===== ESTRATTO DEL TESTO
Antonio Errico, Finibusterrae

01-09-2007

Tra mare e terra, luce e silenzi, di Cinzia Dilauro

La domanda ricorre frequente: allora, dov’è Finibusterrae? Quello che per gli altri è un luogo geograficamente riconoscibile e circoscritto, in “Viaggio a Finibusterrae. Il Salento fra passioni e confini” di Antonio Errico è un luogo che ha perso le sue connotazioni antropologiche, storiche ed è diventato fantastico, immaginario, letterario. “Allora Finibusterrae è un oltre, un altrove”, oppure “Finibusterrae è una nostalgia che la scrittura cerca di alleviare” o ancora, semplicemente, “Finibusterrae non esiste. È un luogo del pensiero” cosicché “chi va a Finibusterrae non potrà arrivarci mai. Si può andare solo verso Finibusterrae: continuamente, all’infinito verso questo luogo, verso questa dominazione che contiene un orizzonte vago, la contraddizione poetica dell’illimitatezza nella limitazione del significato”.
Il viaggio ha preso il posto della destinazione, non è la prima volta tra le pagine di un libro, ma in questo caso è visceralmente soggettivo, la meta è irrimediabilmente dentro di noi e per arrivarci occorre attraversare gli umori dei luoghi che ci vedono passare, ognuno di essi, a suo modo, rivendica una parte della nostra anima.
E allora Finibusterrae può essere Otranto, Castro, Santa Cesarea, Leuca, Lecce, Gallipoi… Errico riesce a fare forma e percezione netta di quelle che fino a quel momento sono state sensazioni fuggevoli, impressioni che ci hanno sfiorato la pelle passeggiando tra le vie che si “avvoltolano” di Castro. È la capacità, che hanno solo alcuni scrittori di far nascere uno sbilenco sorriso sul volto di chi legge e pensare “sì. è proprio così”. È la magia della lettura (e il segreto di chi sa scrivere), di quel tipo in cui a volte ci si imbatte sentendosi pervasi da una famelica felicità che pur di prolungare si è disposti a centellinare. Una lettura lenta anche perché (come nelle ultime opere di Errico) densa è la materia, ogni periodo richiede e richiama un’immagine o, a noi che questa terra la calpestiamo da quando siamo nati, una dolce evocazione.
==========
ELENCO COMPITI:
- 1) Trascrivi dalla recensione su Finibusterrae il passo compreso tra "E allora Finibusterrae" e "una dolce evocazione.", estremi inclusi.
- 2) Prosegui la recensione del libro di Antonio Errico su Finibusterrae, partendo subito dopo l'ultima frase riportata.
===== DATI MOSTRATI
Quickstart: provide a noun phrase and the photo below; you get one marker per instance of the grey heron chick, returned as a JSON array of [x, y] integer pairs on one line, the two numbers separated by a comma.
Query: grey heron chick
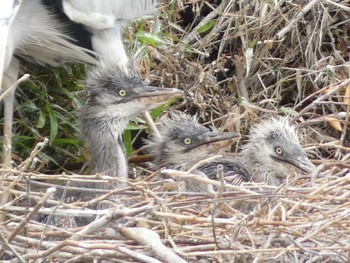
[[115, 96], [53, 32], [273, 151], [184, 142]]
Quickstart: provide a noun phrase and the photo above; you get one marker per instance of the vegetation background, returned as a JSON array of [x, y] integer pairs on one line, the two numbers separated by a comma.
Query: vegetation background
[[237, 62]]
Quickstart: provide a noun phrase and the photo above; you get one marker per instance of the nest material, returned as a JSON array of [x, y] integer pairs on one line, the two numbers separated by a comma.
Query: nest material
[[236, 61]]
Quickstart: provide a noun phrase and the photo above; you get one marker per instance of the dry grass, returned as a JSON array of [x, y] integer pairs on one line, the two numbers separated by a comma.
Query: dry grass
[[258, 58]]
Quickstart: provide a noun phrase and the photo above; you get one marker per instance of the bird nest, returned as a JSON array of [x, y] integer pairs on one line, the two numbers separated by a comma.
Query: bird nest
[[236, 62], [304, 220]]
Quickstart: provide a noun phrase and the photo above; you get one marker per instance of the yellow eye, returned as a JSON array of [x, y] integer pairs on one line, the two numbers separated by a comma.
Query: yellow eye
[[187, 141], [278, 150], [122, 93]]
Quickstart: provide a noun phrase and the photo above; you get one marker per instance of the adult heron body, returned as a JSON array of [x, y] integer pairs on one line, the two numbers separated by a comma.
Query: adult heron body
[[60, 31]]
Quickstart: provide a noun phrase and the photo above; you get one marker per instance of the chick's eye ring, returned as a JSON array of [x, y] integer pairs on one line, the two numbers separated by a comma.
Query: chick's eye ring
[[122, 93], [187, 141], [278, 150]]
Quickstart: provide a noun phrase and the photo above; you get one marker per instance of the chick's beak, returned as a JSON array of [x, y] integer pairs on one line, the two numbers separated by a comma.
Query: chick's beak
[[150, 95], [304, 164], [214, 141]]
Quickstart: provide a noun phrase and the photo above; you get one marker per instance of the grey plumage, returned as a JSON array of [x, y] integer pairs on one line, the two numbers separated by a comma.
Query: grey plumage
[[273, 151], [114, 97], [184, 142]]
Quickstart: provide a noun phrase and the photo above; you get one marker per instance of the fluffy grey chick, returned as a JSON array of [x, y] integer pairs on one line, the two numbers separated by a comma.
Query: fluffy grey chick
[[113, 98], [273, 151], [184, 142]]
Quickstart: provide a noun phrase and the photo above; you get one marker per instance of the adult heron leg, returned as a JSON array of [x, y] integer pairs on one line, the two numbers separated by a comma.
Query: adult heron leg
[[11, 76]]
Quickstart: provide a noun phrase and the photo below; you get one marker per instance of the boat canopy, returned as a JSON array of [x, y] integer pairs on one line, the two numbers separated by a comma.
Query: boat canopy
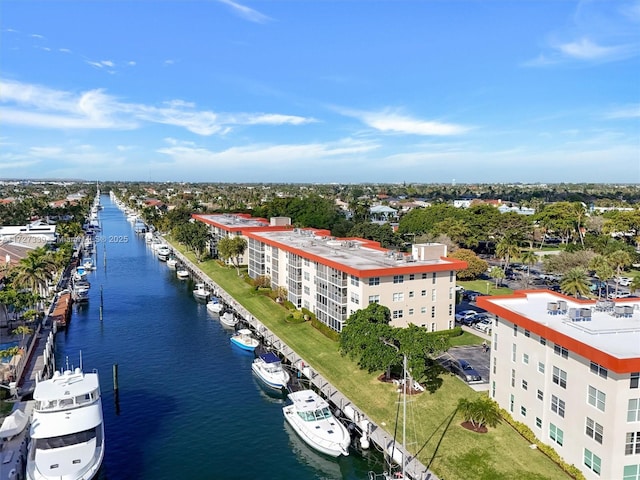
==========
RISULTATI FINALI:
- 1)
E allora Finibusterrae può essere Otranto, Castro, Santa Cesarea, Leuca, Lecce, Gallipoi… Errico riesce a fare forma e percezione netta di quelle che fino a quel momento sono state sensazioni fuggevoli, impressioni che ci hanno sfiorato la pelle passeggiando tra le vie che si “avvoltolano” di Castro. È la capacità, che hanno solo alcuni scrittori di far nascere uno sbilenco sorriso sul volto di chi legge e pensare “sì. è proprio così”. È la magia della lettura (e il segreto di chi sa scrivere), di quel tipo in cui a volte ci si imbatte sentendosi pervasi da una famelica felicità che pur di prolungare si è disposti a centellinare. Una lettura lenta anche perché (come nelle ultime opere di Errico) densa è la materia, ogni periodo richiede e richiama un’immagine o, a noi che questa terra la calpestiamo da quando siamo nati, una dolce evocazione.

- 2)
La scrittura di Errico esige tutto questo dalla mente del lettore, disposto anche a tornare indietro per figurarsi meglio l’immagine che le parole sono state in grado di creare, sottraendo i pensieri agli spazi circoscritti di chi da troppo tempo non va a guardare il suo mare, dove la vaghezza delle sensazioni si espande fino a diventare certezza: finalmente quella luce strabiliante ha una sorgente, Castro; quello spesso silenzio una fonte, Otranto; la leggenda e la malinconia una traccia, Santa Cesarea.
Una fascinazione continua, tra il vuoto e il pieno, il mare e la terra, la luce e il silenzio, Errico ci ha abituati a questo ritmo fatto di estremi e contrasti così come quando ci condusse in quel fitto bosco di tumulti interiori de “L’ultima caccia di Federico Re”.
Una evocazione continua (perché il ricordo è imperioso e schiacciante), ma quasi velata dal rimorso dell’arrovellarsi in ciò che fu, nel racconto, nella memoria incessante e ciclica, in queste storie e leggende che hanno nel tempo dato forma ai luoghi, pervadendone le pietre, diventando tangibili ma, sempre, inafferrabili, misteriosi affinché si continui ad avere il bisogno di conoscerli, di sentirseli raccontare, ancora e ancora: “La Torre del Serpe si consegna allo sguardo così, sgretolata, per impedire che la sua funzione sia decifrata compiutamente. Restando nello spazio dell’incerto, conservando alcune condizioni di mistero, può continuare a costituire un’attrazione di quel desiderio di conoscenza, di svelamento. Forse faro d’Hydruntum, forse d’avvistamento, forse l’una cosa e l’altra. Ma certo sussulto nei naviganti di un desiderio di terraferma, di porto, di casa, di bordello”.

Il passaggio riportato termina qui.